▸ Your instructions:
Can you retype the lines below verbatim, starting at the line that contains "subject: black baseball cap" and ending at the line that contains "1165 198 L 1154", both included?

▸ Given entries:
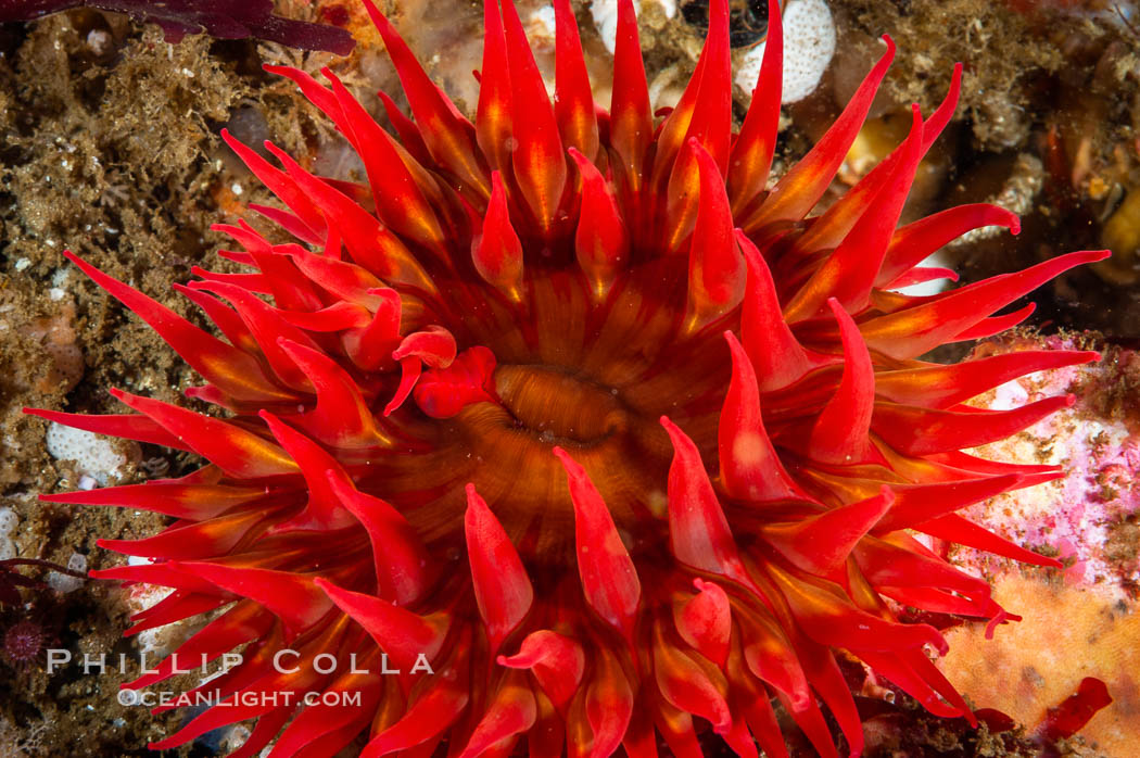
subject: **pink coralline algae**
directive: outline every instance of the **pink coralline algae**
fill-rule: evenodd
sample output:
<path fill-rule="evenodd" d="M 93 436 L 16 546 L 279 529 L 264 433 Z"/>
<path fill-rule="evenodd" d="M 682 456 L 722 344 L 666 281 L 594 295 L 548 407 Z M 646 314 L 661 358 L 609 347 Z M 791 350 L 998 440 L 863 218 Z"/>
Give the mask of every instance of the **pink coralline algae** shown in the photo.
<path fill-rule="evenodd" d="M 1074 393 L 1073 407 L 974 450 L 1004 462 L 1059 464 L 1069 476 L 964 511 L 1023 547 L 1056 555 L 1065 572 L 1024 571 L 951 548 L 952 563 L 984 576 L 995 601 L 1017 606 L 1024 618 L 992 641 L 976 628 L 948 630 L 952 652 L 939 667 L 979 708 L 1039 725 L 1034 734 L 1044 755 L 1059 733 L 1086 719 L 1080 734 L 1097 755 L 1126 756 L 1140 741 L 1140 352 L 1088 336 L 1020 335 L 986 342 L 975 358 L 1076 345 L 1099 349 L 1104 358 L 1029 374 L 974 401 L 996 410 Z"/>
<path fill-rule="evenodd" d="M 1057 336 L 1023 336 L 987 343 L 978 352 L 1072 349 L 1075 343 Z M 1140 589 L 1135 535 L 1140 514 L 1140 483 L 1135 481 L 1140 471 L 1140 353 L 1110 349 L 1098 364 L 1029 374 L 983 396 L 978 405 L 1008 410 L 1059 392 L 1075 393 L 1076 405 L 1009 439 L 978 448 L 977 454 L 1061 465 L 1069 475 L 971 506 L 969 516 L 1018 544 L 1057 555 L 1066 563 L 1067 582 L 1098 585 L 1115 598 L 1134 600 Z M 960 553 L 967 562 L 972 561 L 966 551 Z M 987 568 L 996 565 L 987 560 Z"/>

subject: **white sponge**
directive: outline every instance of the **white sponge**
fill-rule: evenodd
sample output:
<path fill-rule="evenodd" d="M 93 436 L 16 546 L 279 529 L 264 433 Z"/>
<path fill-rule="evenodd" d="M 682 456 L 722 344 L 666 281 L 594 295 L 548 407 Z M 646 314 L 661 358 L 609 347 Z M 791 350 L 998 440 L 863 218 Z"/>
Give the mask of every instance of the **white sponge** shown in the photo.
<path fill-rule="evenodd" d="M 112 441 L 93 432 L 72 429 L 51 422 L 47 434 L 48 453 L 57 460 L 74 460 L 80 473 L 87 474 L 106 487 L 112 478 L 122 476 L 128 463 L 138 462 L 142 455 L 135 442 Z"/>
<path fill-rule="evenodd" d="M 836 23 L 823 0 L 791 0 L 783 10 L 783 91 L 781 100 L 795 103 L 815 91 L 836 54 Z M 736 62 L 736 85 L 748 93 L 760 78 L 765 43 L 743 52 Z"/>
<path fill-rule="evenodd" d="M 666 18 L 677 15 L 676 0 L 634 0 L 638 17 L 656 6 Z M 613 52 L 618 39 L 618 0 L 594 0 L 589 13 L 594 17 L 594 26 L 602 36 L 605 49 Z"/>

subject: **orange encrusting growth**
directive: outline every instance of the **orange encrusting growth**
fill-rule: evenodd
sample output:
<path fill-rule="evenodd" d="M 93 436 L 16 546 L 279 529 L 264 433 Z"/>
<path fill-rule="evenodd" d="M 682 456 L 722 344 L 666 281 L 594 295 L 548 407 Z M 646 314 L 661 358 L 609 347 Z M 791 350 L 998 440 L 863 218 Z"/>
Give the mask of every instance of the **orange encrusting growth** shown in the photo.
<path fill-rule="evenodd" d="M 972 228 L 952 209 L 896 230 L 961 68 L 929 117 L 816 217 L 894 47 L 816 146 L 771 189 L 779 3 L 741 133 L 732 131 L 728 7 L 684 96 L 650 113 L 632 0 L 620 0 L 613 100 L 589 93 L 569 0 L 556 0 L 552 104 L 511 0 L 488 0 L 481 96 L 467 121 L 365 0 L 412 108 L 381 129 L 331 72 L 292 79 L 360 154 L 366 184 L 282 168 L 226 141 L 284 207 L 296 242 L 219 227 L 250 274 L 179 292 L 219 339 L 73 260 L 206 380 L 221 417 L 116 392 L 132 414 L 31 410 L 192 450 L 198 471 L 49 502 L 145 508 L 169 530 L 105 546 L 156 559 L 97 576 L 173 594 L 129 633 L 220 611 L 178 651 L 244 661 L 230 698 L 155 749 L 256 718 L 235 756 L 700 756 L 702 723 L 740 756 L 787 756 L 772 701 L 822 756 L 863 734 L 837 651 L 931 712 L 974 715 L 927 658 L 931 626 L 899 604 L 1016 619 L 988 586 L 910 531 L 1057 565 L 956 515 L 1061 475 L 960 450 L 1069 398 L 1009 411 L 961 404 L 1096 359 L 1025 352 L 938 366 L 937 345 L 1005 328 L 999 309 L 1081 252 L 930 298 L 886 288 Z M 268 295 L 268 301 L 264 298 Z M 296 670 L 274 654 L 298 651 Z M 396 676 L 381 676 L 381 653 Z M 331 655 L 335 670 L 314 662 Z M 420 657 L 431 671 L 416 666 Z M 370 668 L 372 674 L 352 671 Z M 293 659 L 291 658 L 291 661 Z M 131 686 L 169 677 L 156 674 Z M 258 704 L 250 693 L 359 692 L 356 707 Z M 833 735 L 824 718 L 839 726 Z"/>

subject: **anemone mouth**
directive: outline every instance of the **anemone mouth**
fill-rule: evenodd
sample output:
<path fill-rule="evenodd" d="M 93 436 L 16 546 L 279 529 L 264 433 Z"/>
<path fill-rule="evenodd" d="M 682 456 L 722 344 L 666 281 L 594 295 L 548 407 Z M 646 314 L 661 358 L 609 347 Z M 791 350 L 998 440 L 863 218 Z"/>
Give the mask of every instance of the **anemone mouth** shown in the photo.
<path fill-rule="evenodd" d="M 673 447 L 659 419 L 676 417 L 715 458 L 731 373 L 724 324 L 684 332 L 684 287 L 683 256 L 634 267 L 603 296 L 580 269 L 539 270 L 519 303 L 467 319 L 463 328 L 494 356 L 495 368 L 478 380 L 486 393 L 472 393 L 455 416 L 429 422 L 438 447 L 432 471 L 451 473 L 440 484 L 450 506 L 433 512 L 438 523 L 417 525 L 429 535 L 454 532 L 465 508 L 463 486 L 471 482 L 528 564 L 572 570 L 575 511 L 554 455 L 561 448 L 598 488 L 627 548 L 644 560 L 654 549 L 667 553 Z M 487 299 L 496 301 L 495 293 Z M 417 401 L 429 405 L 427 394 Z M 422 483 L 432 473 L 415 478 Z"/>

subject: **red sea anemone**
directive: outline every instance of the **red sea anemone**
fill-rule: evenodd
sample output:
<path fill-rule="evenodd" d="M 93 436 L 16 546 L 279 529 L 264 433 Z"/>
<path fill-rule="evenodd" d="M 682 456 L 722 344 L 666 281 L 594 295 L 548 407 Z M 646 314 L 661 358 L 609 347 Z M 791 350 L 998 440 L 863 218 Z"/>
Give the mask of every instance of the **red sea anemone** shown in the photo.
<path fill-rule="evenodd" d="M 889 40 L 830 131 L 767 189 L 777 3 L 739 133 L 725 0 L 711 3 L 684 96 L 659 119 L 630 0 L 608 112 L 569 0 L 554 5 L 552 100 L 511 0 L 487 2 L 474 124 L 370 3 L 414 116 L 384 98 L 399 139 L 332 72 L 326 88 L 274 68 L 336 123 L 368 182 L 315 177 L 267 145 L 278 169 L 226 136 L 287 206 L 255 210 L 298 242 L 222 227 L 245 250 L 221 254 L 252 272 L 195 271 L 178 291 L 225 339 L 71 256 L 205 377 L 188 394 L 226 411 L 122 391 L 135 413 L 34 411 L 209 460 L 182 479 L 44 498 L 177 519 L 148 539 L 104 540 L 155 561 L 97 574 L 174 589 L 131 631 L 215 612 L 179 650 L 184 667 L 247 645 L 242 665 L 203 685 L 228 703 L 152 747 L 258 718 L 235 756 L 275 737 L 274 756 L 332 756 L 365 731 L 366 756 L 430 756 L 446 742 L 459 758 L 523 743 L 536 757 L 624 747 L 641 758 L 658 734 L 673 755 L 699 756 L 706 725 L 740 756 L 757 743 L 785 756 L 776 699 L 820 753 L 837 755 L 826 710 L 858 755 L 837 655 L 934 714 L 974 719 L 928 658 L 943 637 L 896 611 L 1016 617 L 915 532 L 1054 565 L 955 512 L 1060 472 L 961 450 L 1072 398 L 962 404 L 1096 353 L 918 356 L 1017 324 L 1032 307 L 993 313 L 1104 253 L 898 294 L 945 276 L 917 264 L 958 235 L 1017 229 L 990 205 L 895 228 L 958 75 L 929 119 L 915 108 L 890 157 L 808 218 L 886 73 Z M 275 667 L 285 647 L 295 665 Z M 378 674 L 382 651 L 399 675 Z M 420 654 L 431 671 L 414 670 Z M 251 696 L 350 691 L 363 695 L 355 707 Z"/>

==

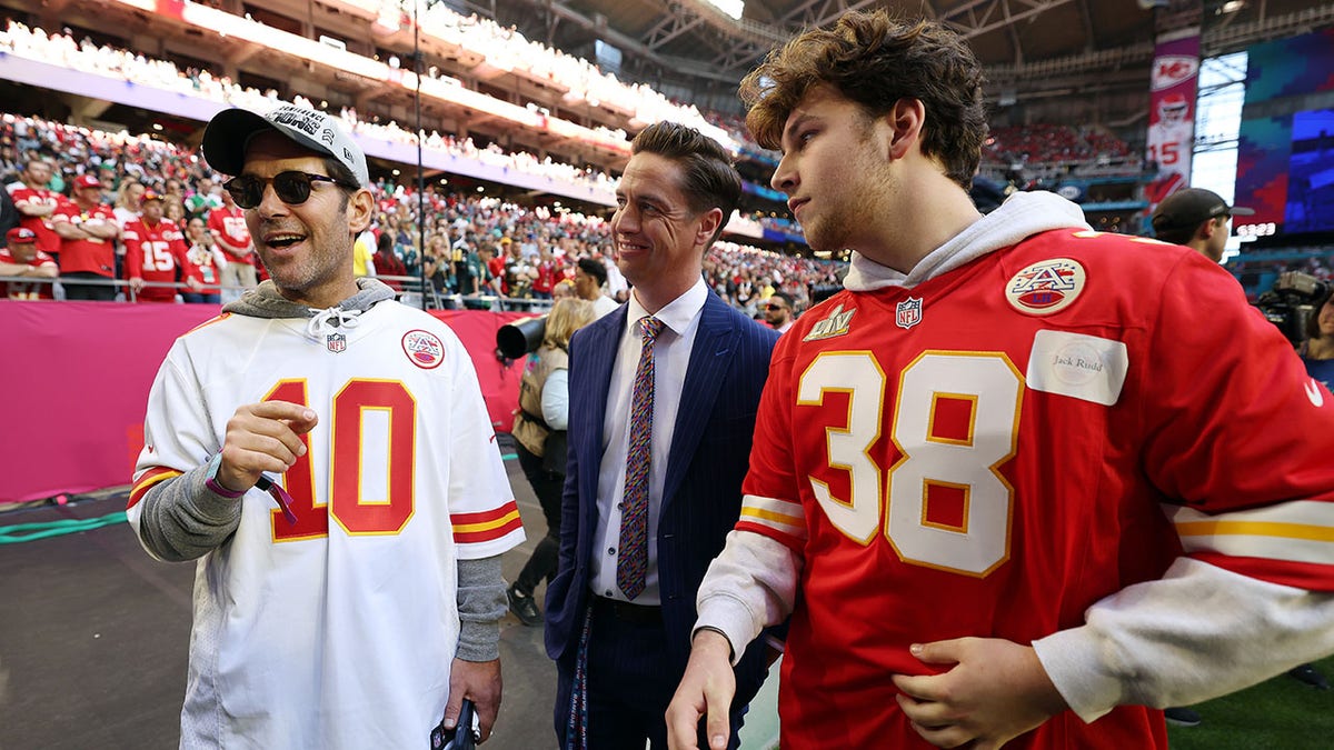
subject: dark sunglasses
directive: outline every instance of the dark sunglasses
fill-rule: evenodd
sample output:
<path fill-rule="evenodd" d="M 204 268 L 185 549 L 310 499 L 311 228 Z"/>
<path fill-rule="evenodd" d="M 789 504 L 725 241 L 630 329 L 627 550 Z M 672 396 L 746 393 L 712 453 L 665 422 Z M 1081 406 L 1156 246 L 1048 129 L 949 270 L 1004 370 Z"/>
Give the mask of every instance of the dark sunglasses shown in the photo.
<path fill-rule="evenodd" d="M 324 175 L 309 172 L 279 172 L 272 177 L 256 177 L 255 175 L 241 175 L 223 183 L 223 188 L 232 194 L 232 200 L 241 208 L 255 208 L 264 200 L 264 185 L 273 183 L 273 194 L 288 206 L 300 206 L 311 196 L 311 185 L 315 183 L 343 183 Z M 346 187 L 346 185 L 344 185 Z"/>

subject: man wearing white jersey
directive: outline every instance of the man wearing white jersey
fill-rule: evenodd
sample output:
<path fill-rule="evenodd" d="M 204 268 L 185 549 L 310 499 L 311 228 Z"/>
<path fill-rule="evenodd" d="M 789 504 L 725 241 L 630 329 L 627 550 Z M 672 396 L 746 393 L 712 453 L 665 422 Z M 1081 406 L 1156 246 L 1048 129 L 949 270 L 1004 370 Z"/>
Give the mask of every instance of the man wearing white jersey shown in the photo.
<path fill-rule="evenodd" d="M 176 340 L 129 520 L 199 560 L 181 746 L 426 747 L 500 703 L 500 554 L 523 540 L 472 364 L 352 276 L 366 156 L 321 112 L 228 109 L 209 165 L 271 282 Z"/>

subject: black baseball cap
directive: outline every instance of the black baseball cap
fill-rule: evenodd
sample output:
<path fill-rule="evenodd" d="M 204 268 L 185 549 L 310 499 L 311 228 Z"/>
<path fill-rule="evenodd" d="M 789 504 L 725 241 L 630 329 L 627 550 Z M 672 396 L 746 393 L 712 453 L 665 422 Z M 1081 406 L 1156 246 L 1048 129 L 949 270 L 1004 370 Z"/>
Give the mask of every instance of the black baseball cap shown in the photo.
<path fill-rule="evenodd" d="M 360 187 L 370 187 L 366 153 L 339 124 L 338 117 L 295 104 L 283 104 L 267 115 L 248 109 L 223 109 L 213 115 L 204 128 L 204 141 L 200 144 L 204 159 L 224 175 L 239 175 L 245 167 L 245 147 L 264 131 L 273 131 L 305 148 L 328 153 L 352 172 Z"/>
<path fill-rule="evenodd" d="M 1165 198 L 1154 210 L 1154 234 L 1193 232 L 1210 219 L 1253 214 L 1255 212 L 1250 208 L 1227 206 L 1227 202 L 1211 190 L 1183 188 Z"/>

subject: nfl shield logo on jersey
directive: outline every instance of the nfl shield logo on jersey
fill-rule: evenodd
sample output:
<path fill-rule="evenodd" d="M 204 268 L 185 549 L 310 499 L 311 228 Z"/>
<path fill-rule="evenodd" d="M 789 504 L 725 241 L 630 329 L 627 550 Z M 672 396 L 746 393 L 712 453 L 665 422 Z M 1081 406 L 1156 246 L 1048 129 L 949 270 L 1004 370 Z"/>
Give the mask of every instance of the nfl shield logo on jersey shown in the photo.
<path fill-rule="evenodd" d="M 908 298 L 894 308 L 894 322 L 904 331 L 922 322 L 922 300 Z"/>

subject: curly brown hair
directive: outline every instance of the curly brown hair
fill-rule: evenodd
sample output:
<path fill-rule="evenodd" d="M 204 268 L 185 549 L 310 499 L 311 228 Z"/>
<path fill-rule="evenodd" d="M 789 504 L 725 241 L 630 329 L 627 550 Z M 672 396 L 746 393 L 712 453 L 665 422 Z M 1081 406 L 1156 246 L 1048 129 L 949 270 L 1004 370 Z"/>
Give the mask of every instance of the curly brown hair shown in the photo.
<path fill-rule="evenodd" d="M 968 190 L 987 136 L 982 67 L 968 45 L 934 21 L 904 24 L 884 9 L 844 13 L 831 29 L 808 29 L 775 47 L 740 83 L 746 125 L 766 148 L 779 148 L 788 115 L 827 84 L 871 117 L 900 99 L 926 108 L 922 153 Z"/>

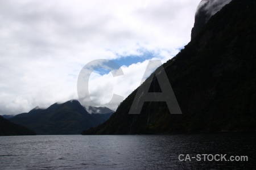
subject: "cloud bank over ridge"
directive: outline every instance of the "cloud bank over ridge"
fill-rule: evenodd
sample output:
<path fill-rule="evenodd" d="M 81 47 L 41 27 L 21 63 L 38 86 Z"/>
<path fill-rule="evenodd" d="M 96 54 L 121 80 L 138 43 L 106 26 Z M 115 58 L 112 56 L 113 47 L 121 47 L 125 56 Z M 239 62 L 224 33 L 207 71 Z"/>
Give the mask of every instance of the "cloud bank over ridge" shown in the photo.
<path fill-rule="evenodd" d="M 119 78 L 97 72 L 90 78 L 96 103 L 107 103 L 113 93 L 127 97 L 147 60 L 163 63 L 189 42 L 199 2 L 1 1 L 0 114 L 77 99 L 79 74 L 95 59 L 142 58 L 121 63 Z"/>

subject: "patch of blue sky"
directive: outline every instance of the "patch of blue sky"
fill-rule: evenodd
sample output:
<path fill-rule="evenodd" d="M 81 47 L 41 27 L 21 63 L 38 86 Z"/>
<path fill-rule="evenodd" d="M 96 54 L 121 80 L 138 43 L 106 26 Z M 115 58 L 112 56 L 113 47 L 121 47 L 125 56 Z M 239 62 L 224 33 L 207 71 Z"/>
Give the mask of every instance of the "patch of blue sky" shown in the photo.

▸ Answer to the task:
subject: black baseball cap
directive: outline every instance of the black baseball cap
fill-rule: evenodd
sample output:
<path fill-rule="evenodd" d="M 204 268 L 185 549 L 310 499 L 311 228 Z"/>
<path fill-rule="evenodd" d="M 789 504 L 725 241 L 630 329 L 627 550 Z M 672 396 L 746 393 L 712 453 L 665 422 Z M 1081 406 L 1156 246 L 1048 129 L 949 270 L 1004 370 Z"/>
Give the mask of every instance of the black baseball cap shown in the photo.
<path fill-rule="evenodd" d="M 360 187 L 370 187 L 366 153 L 339 124 L 338 117 L 295 104 L 283 104 L 267 115 L 248 109 L 223 109 L 213 115 L 204 128 L 204 141 L 200 144 L 204 159 L 224 175 L 239 175 L 245 167 L 245 147 L 264 131 L 273 131 L 305 148 L 328 153 L 352 172 Z"/>
<path fill-rule="evenodd" d="M 1165 198 L 1154 210 L 1154 234 L 1193 232 L 1210 219 L 1253 214 L 1255 212 L 1250 208 L 1227 206 L 1227 202 L 1211 190 L 1183 188 Z"/>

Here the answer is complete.